##### Data

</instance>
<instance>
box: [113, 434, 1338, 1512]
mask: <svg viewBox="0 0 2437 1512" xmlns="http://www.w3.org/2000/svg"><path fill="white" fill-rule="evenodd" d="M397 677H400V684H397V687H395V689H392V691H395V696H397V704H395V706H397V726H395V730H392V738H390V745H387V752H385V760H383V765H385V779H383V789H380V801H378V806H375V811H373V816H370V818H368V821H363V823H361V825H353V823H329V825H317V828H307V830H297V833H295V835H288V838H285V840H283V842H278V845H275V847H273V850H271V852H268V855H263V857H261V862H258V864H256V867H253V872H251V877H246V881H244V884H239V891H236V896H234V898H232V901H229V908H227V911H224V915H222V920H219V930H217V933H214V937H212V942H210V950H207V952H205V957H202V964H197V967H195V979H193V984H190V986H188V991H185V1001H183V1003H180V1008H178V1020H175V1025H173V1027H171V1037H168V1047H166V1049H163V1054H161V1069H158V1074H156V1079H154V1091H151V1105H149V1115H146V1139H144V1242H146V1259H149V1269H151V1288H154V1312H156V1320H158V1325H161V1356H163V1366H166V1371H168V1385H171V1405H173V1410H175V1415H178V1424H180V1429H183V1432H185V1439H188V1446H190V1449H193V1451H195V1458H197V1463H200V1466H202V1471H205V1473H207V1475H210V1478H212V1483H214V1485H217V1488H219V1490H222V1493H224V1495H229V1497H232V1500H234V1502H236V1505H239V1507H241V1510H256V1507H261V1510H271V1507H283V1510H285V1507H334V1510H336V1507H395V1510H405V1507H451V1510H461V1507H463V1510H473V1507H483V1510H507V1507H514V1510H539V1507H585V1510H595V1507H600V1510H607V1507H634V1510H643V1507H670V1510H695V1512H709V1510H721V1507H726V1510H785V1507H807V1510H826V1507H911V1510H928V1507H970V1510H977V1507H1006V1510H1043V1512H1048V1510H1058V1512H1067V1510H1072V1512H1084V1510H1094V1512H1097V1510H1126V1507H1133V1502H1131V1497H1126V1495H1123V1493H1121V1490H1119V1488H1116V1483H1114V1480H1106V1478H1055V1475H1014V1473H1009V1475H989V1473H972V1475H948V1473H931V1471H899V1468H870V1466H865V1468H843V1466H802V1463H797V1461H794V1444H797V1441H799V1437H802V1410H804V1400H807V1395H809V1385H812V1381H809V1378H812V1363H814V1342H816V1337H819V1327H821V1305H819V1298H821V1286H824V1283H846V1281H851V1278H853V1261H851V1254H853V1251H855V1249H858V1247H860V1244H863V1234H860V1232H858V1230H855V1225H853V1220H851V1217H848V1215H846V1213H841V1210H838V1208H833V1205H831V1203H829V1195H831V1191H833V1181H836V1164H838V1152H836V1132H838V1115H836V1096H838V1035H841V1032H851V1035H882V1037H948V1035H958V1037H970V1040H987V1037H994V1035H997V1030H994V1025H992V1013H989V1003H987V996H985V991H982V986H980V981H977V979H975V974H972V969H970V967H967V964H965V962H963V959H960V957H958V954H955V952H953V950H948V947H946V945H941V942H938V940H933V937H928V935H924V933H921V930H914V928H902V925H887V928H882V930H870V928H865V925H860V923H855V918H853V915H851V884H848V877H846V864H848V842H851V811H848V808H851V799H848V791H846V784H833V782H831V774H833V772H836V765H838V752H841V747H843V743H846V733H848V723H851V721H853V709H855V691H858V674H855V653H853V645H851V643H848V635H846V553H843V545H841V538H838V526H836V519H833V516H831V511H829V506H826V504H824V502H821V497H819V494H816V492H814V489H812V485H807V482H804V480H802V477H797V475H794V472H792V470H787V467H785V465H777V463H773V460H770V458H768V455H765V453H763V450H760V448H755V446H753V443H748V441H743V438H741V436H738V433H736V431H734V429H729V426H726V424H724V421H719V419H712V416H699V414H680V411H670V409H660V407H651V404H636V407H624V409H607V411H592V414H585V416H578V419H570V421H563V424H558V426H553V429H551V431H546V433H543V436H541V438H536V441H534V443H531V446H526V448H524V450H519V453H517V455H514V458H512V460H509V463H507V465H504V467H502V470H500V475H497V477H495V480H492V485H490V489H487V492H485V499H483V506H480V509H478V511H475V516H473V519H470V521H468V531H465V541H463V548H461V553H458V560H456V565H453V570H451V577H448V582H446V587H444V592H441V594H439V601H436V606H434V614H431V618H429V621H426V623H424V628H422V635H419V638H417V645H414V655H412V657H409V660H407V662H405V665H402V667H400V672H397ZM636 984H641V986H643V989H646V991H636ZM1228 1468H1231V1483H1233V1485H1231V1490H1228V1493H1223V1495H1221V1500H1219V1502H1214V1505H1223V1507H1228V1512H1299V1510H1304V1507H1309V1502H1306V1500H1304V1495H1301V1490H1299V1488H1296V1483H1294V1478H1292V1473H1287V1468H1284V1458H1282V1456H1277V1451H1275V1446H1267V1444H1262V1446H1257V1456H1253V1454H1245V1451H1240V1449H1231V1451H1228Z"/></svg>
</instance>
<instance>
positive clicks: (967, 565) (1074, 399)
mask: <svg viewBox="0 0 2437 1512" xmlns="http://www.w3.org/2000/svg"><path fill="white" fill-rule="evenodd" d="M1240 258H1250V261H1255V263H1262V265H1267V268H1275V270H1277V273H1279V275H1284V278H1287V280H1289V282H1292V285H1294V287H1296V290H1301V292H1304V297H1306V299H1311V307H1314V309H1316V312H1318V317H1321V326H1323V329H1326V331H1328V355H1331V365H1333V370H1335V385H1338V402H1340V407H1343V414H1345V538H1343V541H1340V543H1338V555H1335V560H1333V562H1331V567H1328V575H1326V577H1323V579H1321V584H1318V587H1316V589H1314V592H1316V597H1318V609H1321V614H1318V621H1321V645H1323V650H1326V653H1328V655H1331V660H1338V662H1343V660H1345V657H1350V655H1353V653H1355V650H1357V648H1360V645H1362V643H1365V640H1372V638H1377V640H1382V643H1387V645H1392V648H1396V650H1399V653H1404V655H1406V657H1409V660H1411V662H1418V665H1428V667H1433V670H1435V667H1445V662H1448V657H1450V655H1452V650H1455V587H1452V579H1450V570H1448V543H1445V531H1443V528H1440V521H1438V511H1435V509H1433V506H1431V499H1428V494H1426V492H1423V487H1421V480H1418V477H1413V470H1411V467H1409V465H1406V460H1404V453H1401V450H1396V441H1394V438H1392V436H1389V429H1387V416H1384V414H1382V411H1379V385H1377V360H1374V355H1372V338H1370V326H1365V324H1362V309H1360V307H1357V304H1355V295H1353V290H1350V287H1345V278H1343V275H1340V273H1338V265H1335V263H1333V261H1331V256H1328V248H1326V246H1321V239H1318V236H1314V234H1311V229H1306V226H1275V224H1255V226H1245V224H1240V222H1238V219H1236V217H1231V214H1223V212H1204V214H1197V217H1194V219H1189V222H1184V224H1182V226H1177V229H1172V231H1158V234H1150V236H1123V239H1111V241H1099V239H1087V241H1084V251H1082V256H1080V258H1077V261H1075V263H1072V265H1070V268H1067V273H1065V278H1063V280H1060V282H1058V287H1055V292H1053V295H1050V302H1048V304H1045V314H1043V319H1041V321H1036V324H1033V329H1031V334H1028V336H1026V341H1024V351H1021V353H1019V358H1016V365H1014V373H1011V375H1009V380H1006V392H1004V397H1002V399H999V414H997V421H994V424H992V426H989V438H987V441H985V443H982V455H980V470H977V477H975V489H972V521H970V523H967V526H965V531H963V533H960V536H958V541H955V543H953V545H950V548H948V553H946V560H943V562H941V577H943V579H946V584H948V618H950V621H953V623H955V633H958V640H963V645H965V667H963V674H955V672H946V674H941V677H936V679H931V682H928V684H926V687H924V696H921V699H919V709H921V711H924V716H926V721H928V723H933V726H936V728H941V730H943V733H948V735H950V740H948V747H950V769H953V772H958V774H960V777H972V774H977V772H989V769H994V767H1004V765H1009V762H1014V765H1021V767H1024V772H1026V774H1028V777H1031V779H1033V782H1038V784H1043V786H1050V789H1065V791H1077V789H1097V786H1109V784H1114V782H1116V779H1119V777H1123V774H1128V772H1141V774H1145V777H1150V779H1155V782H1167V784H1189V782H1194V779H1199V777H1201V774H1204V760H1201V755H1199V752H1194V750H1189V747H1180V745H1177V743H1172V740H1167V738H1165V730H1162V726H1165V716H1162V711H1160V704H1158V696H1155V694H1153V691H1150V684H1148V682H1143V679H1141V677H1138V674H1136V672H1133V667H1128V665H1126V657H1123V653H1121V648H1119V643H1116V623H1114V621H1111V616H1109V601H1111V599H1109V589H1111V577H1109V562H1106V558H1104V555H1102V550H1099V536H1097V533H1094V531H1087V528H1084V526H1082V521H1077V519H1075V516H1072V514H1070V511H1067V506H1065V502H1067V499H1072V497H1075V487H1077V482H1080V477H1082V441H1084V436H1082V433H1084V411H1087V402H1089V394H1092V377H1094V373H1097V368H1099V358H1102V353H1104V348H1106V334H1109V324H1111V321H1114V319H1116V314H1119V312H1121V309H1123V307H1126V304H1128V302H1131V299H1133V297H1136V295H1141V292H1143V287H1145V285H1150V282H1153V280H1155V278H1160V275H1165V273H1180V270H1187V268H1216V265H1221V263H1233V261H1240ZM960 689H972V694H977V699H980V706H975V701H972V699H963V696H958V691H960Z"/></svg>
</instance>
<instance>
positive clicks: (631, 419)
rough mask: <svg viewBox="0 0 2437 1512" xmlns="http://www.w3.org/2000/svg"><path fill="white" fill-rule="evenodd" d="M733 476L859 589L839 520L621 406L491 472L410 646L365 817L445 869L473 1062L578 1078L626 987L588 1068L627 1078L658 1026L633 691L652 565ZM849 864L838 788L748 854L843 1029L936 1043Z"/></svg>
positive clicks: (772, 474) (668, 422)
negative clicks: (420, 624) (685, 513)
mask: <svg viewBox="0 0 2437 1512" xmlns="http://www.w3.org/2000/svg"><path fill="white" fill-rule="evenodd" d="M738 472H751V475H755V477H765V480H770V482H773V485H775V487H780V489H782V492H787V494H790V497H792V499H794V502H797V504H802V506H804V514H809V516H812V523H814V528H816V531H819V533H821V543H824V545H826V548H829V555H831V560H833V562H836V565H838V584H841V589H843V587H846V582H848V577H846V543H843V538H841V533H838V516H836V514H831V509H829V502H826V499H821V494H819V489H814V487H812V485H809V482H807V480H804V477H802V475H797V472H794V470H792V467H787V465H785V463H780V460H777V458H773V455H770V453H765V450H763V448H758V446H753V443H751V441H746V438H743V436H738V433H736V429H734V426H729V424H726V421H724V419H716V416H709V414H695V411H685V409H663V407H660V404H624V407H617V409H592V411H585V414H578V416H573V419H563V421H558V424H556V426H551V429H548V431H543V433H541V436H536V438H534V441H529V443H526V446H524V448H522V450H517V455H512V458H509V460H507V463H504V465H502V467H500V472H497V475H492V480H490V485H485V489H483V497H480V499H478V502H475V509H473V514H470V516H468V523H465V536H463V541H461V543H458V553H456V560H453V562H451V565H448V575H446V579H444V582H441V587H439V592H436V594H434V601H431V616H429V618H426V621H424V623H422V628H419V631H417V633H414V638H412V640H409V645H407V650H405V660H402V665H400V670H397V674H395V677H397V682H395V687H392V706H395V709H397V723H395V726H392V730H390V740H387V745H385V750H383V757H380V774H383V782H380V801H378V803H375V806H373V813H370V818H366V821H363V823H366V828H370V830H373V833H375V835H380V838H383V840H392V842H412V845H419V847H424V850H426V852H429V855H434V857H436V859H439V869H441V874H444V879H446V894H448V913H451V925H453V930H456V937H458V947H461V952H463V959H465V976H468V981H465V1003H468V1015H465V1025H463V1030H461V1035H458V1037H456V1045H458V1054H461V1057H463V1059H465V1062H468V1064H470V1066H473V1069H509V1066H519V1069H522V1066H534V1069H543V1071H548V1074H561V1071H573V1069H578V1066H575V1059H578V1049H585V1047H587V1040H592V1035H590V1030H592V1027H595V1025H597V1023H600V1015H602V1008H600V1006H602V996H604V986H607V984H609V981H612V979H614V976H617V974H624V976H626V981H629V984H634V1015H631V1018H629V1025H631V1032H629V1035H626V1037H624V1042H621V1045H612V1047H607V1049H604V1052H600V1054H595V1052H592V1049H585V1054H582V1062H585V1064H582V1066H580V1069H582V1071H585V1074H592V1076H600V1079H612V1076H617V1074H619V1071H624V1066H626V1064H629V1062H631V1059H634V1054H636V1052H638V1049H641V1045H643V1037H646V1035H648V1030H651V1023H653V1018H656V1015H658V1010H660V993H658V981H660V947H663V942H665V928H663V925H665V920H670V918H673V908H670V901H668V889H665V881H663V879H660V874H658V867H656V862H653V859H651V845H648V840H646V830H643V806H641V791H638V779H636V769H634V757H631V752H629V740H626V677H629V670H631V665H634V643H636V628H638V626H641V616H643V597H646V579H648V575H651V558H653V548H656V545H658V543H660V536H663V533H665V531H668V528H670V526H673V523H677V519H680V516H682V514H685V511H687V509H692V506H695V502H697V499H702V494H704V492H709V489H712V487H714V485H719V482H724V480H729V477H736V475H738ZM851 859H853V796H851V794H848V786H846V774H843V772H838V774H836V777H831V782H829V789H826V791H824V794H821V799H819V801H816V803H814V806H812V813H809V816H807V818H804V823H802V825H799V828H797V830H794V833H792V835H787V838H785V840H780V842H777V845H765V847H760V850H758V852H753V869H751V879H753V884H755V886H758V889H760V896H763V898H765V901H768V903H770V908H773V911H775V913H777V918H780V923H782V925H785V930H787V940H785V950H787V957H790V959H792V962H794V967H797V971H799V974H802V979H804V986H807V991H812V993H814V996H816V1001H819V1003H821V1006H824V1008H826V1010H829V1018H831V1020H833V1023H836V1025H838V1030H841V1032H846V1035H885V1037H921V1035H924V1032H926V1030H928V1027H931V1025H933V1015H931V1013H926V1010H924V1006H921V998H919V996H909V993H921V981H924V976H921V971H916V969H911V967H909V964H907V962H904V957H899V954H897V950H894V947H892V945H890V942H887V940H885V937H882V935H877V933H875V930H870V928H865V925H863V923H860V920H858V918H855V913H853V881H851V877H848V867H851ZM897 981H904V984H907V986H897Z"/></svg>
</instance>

##########

Your assignment — All lines above that contain the word "positive" are to be copied.

Response —
positive clicks: (967, 565) (1074, 399)
positive clicks: (631, 419)
positive clicks: (772, 474) (668, 422)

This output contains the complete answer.